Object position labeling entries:
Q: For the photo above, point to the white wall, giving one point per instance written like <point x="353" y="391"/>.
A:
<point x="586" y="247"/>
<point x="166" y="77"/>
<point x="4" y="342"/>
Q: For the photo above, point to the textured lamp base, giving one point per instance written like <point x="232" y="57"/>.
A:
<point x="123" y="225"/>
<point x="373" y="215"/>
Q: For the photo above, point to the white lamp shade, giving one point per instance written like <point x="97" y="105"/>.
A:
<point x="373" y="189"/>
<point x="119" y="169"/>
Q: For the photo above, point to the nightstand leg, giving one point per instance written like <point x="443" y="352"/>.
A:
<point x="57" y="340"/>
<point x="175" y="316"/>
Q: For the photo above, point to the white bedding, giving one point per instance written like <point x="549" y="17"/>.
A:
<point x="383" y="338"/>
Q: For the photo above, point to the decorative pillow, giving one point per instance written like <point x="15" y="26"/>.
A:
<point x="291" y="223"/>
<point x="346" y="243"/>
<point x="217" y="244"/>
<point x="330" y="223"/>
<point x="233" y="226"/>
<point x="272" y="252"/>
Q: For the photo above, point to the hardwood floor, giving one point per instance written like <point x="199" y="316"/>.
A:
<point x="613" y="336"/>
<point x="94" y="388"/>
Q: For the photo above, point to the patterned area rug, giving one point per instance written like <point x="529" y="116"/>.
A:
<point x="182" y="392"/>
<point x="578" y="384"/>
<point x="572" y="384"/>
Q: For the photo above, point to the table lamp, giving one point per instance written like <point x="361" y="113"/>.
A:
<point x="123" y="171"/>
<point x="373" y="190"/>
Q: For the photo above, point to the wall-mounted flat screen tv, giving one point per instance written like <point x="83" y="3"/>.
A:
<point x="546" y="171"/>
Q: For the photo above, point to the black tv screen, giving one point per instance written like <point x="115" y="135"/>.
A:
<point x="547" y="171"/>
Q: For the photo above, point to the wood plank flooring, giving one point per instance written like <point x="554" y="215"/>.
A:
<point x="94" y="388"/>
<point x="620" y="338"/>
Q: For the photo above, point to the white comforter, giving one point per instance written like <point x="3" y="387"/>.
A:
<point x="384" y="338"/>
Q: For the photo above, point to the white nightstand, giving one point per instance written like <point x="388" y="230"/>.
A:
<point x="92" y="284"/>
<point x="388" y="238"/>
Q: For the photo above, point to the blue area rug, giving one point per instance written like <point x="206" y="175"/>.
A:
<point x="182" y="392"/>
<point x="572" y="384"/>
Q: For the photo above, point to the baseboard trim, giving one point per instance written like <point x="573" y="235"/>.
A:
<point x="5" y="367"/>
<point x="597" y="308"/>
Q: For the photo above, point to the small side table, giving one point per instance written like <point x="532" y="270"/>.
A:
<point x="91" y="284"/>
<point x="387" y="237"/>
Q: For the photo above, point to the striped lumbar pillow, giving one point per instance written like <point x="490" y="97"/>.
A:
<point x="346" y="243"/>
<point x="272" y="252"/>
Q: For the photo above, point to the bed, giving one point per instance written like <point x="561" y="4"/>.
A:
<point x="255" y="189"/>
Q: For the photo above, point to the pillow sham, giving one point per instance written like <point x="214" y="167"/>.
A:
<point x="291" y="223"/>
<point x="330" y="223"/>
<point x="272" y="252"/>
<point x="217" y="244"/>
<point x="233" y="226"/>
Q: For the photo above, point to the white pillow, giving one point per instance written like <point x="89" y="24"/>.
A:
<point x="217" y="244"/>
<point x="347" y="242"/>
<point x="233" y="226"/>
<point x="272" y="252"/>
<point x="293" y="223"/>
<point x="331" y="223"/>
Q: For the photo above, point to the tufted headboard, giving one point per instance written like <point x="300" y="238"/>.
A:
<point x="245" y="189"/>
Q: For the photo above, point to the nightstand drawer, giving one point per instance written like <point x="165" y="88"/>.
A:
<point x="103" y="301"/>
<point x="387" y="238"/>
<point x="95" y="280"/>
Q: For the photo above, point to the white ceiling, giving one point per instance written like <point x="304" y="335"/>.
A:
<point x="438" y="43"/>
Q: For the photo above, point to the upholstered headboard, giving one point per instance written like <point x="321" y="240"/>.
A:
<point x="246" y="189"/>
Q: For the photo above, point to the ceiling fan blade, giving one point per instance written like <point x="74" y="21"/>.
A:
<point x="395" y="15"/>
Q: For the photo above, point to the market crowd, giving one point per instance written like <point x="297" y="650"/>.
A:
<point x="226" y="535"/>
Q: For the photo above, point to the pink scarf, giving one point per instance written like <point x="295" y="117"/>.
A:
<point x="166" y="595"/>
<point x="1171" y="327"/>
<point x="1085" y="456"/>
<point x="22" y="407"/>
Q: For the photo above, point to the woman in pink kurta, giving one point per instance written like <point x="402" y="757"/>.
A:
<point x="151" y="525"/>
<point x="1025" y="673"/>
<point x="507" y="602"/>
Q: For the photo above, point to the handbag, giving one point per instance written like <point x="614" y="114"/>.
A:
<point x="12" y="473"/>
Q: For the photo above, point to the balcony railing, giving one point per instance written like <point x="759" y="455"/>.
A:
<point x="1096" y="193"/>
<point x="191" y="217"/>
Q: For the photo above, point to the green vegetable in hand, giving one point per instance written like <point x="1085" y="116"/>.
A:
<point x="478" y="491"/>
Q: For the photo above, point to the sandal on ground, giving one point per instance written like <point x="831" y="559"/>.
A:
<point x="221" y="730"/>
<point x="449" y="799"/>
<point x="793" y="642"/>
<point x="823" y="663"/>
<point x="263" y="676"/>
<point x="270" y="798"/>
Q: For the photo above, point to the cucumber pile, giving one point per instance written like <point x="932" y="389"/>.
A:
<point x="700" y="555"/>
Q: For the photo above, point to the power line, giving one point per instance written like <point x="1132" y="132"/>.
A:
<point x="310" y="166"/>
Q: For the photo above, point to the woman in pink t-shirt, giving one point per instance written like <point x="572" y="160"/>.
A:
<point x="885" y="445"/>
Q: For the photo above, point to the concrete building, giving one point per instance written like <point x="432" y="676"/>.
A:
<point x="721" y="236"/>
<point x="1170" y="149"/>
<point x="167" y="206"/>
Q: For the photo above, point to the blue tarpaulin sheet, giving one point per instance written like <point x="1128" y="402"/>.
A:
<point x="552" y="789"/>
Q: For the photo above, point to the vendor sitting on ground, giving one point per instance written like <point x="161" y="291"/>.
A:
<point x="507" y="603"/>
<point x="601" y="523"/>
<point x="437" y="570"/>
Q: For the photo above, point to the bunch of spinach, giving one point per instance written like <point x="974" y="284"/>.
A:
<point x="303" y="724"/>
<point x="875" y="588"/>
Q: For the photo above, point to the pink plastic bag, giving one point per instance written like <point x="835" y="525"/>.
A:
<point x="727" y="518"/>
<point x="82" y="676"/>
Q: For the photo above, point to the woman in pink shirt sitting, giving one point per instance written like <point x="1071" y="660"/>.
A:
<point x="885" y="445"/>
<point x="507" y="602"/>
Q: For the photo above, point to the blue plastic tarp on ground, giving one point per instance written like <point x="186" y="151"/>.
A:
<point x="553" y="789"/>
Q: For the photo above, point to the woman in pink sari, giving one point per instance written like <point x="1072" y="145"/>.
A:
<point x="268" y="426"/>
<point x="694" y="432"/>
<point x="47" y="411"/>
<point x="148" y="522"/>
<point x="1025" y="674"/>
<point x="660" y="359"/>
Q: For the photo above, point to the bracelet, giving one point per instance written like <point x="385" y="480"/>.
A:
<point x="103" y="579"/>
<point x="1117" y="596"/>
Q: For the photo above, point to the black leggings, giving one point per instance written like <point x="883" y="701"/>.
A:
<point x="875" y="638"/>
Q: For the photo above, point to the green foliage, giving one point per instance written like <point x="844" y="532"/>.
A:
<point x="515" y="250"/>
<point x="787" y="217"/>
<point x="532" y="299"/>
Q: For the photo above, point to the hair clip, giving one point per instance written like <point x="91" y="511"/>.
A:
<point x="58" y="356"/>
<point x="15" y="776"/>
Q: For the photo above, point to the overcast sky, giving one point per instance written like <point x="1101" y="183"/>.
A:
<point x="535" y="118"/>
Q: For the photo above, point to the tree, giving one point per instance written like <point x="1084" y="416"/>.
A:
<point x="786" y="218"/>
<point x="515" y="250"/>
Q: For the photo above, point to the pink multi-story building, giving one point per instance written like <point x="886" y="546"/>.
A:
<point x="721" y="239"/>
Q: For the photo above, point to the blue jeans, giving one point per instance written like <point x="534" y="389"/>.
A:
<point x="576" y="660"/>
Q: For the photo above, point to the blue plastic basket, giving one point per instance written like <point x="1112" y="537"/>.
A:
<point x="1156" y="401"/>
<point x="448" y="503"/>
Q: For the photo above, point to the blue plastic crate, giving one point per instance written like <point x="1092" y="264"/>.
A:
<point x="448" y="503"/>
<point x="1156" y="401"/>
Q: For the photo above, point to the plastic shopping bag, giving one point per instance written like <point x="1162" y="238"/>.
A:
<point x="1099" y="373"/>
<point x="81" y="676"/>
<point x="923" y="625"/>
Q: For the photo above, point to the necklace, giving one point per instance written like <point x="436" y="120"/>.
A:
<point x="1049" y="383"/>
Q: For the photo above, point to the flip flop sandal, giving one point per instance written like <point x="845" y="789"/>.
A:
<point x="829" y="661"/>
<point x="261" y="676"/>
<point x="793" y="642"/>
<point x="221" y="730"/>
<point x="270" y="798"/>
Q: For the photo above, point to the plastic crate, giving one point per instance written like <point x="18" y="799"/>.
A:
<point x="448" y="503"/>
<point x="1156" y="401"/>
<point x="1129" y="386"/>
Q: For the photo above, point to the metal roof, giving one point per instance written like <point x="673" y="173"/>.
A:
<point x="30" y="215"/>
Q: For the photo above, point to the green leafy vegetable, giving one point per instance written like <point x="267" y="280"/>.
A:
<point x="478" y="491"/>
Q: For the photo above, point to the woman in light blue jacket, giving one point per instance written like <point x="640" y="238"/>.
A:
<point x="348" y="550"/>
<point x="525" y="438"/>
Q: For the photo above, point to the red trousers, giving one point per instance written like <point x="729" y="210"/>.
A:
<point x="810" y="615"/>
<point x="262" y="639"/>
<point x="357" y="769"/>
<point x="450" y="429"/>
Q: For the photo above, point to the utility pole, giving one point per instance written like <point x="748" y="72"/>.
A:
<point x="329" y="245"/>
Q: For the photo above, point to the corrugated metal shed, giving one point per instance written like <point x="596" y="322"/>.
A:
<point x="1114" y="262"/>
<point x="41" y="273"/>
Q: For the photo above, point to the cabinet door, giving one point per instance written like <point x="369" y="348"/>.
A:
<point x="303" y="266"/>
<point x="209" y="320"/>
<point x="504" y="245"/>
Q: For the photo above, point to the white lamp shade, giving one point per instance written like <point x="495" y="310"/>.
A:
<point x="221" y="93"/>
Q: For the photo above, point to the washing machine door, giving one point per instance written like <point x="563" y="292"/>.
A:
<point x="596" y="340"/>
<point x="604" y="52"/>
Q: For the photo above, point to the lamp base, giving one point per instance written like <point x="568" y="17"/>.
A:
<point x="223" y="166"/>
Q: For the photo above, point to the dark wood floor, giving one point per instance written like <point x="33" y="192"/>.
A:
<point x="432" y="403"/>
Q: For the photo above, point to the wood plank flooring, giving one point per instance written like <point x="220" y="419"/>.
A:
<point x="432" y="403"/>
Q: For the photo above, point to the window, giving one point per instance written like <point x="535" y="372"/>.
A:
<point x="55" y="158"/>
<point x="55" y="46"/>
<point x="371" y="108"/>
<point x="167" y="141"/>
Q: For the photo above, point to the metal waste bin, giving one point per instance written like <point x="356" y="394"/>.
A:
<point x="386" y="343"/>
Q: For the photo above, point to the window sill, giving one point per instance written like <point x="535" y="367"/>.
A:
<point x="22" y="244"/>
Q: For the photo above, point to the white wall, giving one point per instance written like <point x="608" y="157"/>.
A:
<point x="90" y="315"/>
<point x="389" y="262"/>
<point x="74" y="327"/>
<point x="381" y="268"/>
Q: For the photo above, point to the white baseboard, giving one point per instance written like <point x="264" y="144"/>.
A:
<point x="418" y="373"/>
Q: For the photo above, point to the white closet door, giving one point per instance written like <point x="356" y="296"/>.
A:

WORK TO BE COMPLETED:
Everything from the line containing "Q: For the photo above, point to the washing" through the final line of the listing, inclusive, must be reproduced exactly; leave out the rest.

WORKED ANSWER:
Q: For the photo above, point to the washing machine door, giving one point per instance written like <point x="563" y="292"/>.
A:
<point x="596" y="340"/>
<point x="604" y="52"/>
Q: For the photo above, point to the lamp base, giving one point per instance written like <point x="568" y="17"/>.
A:
<point x="223" y="166"/>
Q: For the photo above, point to the dark wood floor, giving one point per instance written like <point x="33" y="192"/>.
A:
<point x="432" y="403"/>
Q: For the photo above, point to the wood plank flooring, giving one point per instance written like <point x="220" y="419"/>.
A:
<point x="432" y="403"/>
Q: For the photo above, point to the window, giving one point per instance written like <point x="535" y="372"/>.
A:
<point x="55" y="158"/>
<point x="55" y="46"/>
<point x="371" y="108"/>
<point x="167" y="141"/>
Q: For the photo above, point to the metal waste bin, giving one point per instance written like <point x="356" y="394"/>.
A:
<point x="386" y="343"/>
Q: For the photo above, point to the window sill, giving one point per instance written like <point x="535" y="367"/>.
A:
<point x="22" y="244"/>
Q: For the photo above, point to the white wall, giving one point per instance written like <point x="608" y="157"/>.
A:
<point x="90" y="315"/>
<point x="389" y="262"/>
<point x="74" y="327"/>
<point x="381" y="268"/>
Q: For the photo above, point to the white baseboard, giving one point per instance written like <point x="264" y="144"/>.
A:
<point x="418" y="373"/>
Q: For the photo above, point to the white closet door, giving one point per instance written like <point x="356" y="296"/>.
A:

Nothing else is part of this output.